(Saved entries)
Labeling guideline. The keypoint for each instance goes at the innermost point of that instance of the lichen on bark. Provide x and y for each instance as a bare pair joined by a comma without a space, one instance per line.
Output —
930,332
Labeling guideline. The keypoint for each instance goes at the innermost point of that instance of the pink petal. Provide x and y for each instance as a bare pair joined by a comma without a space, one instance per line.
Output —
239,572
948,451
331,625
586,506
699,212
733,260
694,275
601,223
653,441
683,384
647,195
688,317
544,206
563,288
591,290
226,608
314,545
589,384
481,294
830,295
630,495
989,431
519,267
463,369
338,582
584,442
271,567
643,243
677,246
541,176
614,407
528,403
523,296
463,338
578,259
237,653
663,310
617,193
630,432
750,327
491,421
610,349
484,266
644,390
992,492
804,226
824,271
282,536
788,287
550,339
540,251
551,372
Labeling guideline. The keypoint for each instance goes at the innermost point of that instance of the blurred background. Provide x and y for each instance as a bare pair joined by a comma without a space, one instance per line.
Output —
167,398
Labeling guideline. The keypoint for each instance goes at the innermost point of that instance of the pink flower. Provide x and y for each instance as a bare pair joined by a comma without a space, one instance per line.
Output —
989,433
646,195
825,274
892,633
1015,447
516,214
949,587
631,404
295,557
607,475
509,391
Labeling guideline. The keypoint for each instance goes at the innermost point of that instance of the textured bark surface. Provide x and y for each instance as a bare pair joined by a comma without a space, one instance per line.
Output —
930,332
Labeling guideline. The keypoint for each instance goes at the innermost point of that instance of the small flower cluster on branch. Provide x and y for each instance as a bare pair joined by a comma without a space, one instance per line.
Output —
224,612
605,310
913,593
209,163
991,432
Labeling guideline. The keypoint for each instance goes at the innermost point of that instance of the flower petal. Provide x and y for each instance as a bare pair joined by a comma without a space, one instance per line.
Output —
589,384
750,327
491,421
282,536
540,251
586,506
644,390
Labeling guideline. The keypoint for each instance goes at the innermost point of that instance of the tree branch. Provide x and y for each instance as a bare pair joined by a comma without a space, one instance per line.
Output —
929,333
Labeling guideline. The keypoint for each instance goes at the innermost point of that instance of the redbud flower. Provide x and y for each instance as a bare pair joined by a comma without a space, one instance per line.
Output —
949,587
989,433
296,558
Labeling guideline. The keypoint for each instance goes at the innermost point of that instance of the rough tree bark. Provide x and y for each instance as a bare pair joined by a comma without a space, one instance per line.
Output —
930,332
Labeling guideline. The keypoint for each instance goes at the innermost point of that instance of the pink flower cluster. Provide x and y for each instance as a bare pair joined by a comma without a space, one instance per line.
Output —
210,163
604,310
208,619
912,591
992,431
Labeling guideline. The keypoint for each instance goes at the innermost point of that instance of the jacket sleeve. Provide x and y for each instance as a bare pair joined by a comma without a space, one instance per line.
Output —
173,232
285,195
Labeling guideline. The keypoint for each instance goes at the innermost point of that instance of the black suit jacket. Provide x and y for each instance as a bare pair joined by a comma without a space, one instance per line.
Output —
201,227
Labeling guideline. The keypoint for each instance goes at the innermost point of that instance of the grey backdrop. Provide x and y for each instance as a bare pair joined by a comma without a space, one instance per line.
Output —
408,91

> **Aim of the task**
Where the string "branch" turns up in a line of the data above, copy that whole line.

> **Exercise solution**
Labeling guideline. The keypoint for each instance goes at the innermost point of that instance of the small flower cluster on branch. Provide x and y for each instance as a bare pair joined by a comma without a space, one instance per line.
Labeling guideline. The keypoint for each instance goes at the innermost point of that instance of the tree branch. Provide x and y for each instance as a bare pair joined by a comma without a space, one instance per line.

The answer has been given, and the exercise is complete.